Benar-benar serangan mendadak yang mengejutkan. Pasukan GAM tidak sempat bereaksi atas serangan itu. Boro-boro mau menyandang senjata dan melakukan tembakan balasan, anggota GAM tadi malah kabur, menyelamatkan diri.
Tembakan gencar diiringi suara teriakan prajurit TNI benar-benar membuat GAM ketakutan. Saya tidak tahu, apakah prajurit TNI yang menyerbu mengetahui kami, para sandera ada di situ atau tidak.
Melihat pola serangan mereka, itu bukan serangan penyelamatan atau pembebasan, tapi, benar-benar serangan mematikan. Melihat kondisi seperti itu, apalagi prajurit itu saya asumsikan tidak mengenali sandera, maka saya pilih menyelamatkan diri. Yang penting tidak diterjang peluru yang berseliweran di atas kepala.

YANG HARUS DIKERJAKAN
1 > Menurut kutipan tentang serangan TNI terhadap GAM, mengapa pencerita memilih menyelamatkan diri? Jelaskan dalam satu sampai tiga kalimat.
2 > Tentukan apakah setiap pernyataan berikut sesuai dengan kutipan tentang serangan TNI terhadap GAM, lalu jawab ya atau tidak disertai kutipan kata-kata yang menentukan. (a) Pasukan GAM sempat melakukan tembakan balasan. (b) Pencerita tahu pasti bahwa prajurit TNI mengetahui keberadaan para sandera. (c) Tembakan prajurit TNI diiringi suara teriakan.
3 > Lanjutkan kutipan tentang serangan TNI terhadap GAM, dimulai setelah kalimat terakhirnya.

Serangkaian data
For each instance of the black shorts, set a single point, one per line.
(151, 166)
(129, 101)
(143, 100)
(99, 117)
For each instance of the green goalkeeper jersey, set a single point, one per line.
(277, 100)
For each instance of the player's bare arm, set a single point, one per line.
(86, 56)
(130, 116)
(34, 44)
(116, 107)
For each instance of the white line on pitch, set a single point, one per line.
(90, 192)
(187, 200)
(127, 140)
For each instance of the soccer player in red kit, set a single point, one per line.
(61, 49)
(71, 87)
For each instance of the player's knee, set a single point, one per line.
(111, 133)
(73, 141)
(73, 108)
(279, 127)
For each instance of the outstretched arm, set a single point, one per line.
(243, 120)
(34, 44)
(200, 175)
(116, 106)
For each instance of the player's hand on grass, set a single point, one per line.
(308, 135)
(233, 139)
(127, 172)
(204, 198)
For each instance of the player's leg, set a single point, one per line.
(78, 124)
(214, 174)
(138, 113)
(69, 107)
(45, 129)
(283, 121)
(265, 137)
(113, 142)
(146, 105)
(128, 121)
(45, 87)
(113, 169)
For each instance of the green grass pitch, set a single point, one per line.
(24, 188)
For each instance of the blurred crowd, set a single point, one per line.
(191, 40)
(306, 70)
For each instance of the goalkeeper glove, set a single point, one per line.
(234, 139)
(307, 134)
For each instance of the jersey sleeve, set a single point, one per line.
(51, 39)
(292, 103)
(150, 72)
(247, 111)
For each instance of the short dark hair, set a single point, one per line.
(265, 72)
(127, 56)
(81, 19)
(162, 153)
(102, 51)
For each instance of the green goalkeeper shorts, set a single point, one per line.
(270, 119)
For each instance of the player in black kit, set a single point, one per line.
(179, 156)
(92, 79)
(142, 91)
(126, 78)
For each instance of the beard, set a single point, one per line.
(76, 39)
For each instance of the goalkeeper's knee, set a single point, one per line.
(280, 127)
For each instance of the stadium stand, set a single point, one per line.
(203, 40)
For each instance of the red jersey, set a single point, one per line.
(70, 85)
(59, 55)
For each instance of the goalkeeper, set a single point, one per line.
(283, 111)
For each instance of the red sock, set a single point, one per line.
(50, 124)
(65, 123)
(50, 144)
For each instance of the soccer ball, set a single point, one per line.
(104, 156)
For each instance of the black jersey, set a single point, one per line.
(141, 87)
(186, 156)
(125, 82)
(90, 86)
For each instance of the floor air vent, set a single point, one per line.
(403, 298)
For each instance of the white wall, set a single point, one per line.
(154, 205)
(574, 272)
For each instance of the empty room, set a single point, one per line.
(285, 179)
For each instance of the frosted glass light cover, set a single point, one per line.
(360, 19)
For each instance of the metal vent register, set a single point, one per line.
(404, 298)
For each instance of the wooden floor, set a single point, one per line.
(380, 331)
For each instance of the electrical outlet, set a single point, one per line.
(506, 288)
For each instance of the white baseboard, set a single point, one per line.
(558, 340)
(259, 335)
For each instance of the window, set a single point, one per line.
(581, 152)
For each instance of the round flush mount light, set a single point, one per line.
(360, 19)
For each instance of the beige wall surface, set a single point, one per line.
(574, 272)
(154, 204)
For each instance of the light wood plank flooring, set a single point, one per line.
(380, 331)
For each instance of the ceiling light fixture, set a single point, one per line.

DAFTAR JAWABAN
1 > Pencerita memilih menyelamatkan diri karena pola serangan itu menunjukkan bahwa itu bukan serangan penyelamatan atau pembebasan, melainkan serangan mematikan. Pencerita juga mengasumsikan bahwa prajurit tidak mengenali sandera. Yang penting baginya adalah tidak diterjang peluru yang berseliweran di atas kepala.

2 >
(a) Tidak: "Pasukan GAM tidak sempat bereaksi atas serangan itu."
(b) Tidak: "Saya tidak tahu, apakah prajurit TNI yang menyerbu mengetahui kami, para sandera ada di situ atau tidak."
(c) Ya: "Tembakan gencar diiringi suara teriakan prajurit TNI benar-benar membuat GAM ketakutan."

3 >
Saya tiarap dan merunduk menghindari desingan peluru sambil menjauh dari kamp yang dihajar TNI. Setelah merayap 10 meter dari kamp saya berhenti. Maksudnya, balik lagi untuk menolong Bang Ersa.
Dalam pikiran terus berkecamuk, apakah bang Ersa selamat atau tidak. Seperti ada yang memperingatkan saya. “Papa..jangan,” seperti suara anak saya. Saya pun mengurungkan niat balik ke kamp karena begitu melangkah, tembakan gencar kembali menderu dan peluru berdesingan di atas kepala saya. Alhamdulillah, peluru mengenai pohon nipah bukan kepala saya. Di saat itu juga saya ketemu Ayah.
Ayah terus melompat dan mencari tempat aman. Saya mencoba mengikuti dia. Padahal, Ayah tidak memaksa atau mengajak saya. Naluri saya, Ayah kenal tempat ini. Kami berdua menelusuri medan lumpur dan rawa-rawa yang dalam.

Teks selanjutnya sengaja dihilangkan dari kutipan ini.